### Task to complete
Pick out each line in the rows below that contains the word "braided", and copy those lines.

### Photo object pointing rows
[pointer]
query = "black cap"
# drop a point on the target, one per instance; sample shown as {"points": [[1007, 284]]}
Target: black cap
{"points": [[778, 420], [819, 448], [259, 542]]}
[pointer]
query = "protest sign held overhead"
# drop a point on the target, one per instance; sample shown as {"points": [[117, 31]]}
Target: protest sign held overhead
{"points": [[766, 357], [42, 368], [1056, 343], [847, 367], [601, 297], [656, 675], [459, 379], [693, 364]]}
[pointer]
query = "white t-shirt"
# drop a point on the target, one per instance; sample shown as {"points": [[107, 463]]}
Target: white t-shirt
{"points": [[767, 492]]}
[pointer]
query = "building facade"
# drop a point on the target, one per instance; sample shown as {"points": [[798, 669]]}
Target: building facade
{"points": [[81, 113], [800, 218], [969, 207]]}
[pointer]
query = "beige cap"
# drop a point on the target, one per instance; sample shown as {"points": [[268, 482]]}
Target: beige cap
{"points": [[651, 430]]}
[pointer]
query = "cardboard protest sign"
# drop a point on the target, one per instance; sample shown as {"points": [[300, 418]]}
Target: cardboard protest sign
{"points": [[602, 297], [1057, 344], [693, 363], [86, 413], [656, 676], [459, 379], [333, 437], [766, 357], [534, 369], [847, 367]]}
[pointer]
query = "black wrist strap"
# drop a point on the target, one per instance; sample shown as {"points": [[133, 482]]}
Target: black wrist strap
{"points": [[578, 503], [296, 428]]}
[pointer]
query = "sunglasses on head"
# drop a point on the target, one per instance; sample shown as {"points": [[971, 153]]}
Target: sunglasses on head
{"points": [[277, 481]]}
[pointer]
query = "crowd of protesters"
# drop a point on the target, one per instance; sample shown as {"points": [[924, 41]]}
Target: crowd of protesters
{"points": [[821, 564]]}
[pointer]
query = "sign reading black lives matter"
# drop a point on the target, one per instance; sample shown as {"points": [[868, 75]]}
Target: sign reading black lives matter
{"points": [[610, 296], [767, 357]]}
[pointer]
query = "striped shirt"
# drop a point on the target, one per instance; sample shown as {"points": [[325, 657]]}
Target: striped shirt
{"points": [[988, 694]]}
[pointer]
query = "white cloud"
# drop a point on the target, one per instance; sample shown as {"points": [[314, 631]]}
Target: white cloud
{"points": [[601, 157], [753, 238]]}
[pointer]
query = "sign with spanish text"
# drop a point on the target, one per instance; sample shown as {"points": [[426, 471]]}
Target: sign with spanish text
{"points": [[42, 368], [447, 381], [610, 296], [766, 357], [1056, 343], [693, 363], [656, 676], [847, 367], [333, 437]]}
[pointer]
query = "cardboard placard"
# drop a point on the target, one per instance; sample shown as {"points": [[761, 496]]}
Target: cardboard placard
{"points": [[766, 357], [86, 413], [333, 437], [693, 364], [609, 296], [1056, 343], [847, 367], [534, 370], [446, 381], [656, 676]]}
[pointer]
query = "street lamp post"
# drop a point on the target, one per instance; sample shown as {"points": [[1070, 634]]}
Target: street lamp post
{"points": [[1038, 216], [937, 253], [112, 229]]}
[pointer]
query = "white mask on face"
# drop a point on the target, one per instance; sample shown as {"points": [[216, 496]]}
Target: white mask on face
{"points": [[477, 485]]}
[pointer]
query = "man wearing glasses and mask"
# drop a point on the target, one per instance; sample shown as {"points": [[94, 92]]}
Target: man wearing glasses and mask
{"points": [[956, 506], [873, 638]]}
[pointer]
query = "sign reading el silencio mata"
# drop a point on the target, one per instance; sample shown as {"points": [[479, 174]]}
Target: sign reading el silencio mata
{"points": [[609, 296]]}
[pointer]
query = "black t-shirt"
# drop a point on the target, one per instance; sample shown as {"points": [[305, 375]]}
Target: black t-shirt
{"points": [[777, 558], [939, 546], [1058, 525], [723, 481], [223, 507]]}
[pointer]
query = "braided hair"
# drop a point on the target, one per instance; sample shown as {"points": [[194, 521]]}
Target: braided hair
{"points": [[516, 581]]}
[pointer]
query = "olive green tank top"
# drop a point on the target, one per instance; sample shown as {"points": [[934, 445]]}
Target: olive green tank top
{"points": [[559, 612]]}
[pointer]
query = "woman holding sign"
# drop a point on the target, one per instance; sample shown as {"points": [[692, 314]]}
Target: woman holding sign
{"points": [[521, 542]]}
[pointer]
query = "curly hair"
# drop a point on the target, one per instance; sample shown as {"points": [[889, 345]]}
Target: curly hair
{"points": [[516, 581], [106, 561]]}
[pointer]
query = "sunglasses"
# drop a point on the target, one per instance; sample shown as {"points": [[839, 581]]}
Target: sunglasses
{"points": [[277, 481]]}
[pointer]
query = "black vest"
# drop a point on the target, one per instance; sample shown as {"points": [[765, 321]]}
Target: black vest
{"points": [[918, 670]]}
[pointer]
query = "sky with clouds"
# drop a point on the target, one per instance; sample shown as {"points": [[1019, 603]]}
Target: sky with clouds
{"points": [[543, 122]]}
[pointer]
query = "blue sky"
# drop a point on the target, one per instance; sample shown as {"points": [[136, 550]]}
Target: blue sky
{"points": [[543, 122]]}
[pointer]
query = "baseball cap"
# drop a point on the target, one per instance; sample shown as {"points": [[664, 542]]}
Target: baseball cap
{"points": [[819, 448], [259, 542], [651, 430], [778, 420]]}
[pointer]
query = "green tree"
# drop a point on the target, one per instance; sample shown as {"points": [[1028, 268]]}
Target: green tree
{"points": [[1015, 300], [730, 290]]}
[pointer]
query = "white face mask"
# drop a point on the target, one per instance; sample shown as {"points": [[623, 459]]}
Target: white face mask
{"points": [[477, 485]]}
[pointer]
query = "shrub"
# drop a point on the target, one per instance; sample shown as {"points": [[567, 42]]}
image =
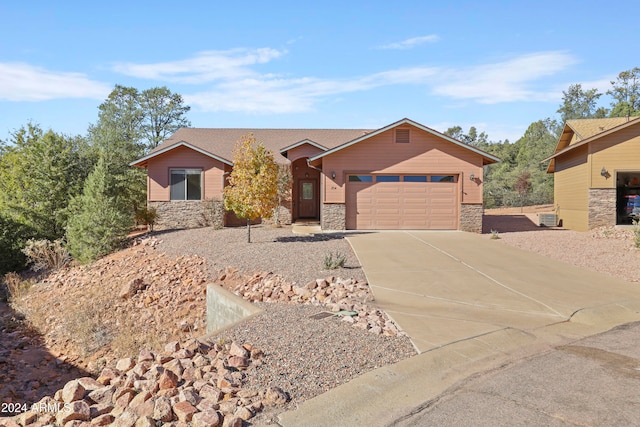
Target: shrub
{"points": [[146, 216], [333, 261], [45, 254], [16, 286], [96, 225]]}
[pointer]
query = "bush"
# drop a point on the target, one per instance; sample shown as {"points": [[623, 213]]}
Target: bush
{"points": [[147, 216], [12, 238], [96, 225], [333, 261], [16, 286], [45, 254]]}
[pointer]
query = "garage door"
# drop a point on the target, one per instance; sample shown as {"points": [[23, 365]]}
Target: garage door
{"points": [[402, 202]]}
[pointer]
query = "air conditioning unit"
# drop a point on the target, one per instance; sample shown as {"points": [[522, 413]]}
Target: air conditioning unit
{"points": [[547, 220]]}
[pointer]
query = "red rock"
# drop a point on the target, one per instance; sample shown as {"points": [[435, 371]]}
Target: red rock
{"points": [[162, 410], [238, 350], [210, 393], [78, 410], [238, 362], [145, 422], [100, 409], [103, 394], [72, 391], [209, 418], [184, 411], [102, 420], [89, 383], [125, 364], [168, 380]]}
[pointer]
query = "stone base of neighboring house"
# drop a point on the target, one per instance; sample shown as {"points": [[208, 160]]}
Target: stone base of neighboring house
{"points": [[602, 207], [333, 216], [471, 218], [188, 214]]}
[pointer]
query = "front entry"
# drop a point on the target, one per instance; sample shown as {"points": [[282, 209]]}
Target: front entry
{"points": [[308, 198]]}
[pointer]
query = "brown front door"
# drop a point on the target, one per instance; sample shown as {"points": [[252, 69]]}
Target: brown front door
{"points": [[308, 198]]}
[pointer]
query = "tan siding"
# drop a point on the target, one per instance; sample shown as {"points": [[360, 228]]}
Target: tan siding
{"points": [[426, 153], [305, 150], [183, 157], [571, 189], [618, 151]]}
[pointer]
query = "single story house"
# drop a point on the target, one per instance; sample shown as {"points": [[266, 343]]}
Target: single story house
{"points": [[596, 172], [402, 176]]}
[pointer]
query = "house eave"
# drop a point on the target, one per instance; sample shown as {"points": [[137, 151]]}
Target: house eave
{"points": [[487, 158], [142, 162]]}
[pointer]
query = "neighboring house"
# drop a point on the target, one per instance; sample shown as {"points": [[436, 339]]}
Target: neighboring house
{"points": [[402, 176], [596, 172]]}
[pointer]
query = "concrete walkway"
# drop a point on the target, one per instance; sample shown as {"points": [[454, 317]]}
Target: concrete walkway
{"points": [[469, 304]]}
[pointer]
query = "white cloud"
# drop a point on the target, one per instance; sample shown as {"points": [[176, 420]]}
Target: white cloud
{"points": [[205, 67], [279, 95], [234, 85], [505, 81], [410, 43], [24, 82]]}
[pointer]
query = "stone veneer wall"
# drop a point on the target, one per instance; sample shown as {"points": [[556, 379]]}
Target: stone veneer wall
{"points": [[333, 216], [188, 214], [471, 218], [602, 207]]}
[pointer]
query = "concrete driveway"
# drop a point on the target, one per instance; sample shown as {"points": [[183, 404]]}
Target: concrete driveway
{"points": [[442, 287], [469, 304]]}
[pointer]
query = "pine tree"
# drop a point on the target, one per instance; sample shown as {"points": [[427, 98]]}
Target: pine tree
{"points": [[96, 226]]}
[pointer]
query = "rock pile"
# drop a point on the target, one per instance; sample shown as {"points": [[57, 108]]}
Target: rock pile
{"points": [[346, 297], [109, 309], [198, 383]]}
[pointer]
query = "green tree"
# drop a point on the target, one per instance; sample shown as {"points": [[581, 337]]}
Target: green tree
{"points": [[97, 225], [580, 104], [626, 93], [472, 137], [39, 174], [129, 124], [253, 184], [163, 114]]}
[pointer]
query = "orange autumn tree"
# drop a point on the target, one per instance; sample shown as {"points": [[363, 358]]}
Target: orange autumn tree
{"points": [[252, 190]]}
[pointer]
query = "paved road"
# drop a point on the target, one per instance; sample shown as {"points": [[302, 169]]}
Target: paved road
{"points": [[471, 305]]}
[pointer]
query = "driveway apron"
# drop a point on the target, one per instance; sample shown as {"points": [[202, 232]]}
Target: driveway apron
{"points": [[443, 287]]}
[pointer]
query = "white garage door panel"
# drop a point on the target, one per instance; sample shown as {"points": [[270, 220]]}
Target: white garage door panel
{"points": [[402, 205]]}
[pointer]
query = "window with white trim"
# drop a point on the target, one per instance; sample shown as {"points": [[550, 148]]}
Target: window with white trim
{"points": [[186, 184]]}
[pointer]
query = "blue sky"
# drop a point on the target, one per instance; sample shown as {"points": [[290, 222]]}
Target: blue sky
{"points": [[495, 65]]}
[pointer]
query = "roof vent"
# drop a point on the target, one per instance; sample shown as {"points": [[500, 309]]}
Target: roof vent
{"points": [[402, 136]]}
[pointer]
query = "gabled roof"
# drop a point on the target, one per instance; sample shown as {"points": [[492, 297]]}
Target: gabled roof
{"points": [[580, 132], [487, 158], [219, 142]]}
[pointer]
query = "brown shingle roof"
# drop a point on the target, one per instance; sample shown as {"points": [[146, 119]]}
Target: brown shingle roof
{"points": [[583, 131], [220, 141]]}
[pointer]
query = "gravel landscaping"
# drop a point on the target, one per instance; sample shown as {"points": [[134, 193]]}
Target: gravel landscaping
{"points": [[298, 258]]}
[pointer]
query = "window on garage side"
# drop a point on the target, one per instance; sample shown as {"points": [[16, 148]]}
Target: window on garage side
{"points": [[186, 184], [360, 178], [443, 178], [388, 178], [415, 178]]}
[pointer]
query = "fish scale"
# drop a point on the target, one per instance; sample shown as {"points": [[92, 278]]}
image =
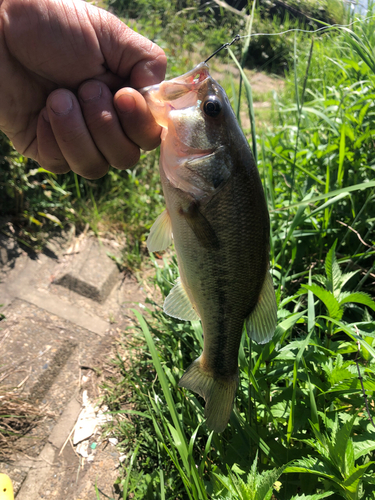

### Output below
query = "braided hair"
Target: braided hair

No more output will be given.